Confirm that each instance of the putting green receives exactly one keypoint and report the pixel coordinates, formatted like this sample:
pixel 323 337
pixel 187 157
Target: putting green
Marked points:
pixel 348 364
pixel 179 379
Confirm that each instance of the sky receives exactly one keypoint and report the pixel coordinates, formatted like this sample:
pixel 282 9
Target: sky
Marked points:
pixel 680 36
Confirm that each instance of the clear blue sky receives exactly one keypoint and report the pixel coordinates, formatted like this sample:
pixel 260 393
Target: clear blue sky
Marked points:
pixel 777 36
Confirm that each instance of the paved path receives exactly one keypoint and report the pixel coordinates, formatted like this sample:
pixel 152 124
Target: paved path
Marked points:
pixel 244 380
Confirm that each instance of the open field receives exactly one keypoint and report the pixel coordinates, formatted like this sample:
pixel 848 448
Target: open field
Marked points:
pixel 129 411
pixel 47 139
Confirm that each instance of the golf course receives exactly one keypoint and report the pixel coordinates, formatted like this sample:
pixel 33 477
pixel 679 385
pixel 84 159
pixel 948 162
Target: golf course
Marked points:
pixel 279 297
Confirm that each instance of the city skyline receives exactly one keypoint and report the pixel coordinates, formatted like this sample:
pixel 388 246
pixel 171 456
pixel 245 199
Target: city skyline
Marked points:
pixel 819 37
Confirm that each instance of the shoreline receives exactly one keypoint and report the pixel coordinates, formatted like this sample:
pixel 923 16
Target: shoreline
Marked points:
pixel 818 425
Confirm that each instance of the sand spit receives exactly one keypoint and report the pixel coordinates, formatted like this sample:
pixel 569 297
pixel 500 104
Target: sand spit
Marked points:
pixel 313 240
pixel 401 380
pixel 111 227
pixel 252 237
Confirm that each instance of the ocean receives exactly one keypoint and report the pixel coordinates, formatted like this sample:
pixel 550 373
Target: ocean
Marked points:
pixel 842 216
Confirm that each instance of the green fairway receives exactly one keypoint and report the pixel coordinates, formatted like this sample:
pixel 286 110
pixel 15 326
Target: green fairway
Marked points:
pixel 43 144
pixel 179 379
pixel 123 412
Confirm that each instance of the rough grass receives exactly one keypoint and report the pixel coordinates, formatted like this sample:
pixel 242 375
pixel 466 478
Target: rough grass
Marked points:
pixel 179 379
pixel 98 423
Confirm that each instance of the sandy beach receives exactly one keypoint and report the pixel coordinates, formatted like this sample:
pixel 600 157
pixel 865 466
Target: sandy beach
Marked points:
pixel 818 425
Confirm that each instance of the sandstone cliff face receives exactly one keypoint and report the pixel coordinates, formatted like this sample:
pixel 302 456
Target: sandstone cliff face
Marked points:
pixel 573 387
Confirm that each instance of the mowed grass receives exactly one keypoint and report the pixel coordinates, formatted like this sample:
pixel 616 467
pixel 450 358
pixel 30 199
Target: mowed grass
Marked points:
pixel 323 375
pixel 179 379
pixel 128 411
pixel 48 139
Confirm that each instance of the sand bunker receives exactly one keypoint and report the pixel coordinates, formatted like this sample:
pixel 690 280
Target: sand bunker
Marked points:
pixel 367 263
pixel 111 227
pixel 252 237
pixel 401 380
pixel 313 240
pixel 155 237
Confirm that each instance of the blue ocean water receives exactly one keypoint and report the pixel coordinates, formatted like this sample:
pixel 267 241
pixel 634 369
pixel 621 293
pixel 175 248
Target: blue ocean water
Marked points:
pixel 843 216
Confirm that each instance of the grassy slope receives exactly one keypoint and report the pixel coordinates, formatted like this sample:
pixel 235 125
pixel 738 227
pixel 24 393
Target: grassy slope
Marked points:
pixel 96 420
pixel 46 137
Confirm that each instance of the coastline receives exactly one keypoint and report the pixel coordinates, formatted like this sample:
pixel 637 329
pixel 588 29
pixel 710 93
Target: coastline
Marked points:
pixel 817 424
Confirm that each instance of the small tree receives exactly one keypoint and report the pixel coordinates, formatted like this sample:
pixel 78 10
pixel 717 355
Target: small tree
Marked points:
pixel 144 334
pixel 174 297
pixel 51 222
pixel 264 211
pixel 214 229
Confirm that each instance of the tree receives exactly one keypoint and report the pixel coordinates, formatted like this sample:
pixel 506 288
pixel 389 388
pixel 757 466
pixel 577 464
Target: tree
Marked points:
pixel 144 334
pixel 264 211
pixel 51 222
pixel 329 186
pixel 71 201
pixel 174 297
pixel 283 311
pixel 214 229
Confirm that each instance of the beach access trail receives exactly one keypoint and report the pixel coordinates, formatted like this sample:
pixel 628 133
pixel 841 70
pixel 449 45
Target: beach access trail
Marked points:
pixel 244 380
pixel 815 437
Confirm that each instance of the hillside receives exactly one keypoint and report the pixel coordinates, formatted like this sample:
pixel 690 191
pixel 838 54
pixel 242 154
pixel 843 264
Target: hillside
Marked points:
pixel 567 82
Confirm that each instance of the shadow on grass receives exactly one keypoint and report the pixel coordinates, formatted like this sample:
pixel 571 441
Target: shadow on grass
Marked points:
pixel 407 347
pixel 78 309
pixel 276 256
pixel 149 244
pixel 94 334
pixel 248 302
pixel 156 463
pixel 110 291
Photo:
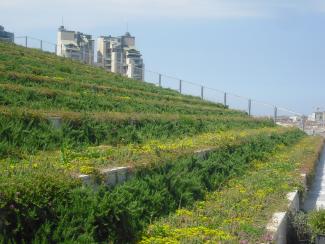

**Written request:** Please convert the lines from the one containing "Confirm that each instance of the shadow" through the end of the rows, both ends included, into a Markdown table with the columns Row and Content, skipping blank lines. Leave the pictures out of the table.

**Answer to this task:**
| Row | Content |
|---|---|
| 1 | Confirm that each instance of the shadow on grass receives exactly one keypoint and report the pixel coordinates, formatted like this sample: |
| 2 | pixel 571 441 |
| 3 | Target: shadow on grass |
| 4 | Marked points: |
| 5 | pixel 407 347 |
| 6 | pixel 78 309 |
| 7 | pixel 276 256 |
| 8 | pixel 149 244 |
| 9 | pixel 94 334 |
| 10 | pixel 248 302 |
| 11 | pixel 156 463 |
| 12 | pixel 110 291 |
| 13 | Photo: |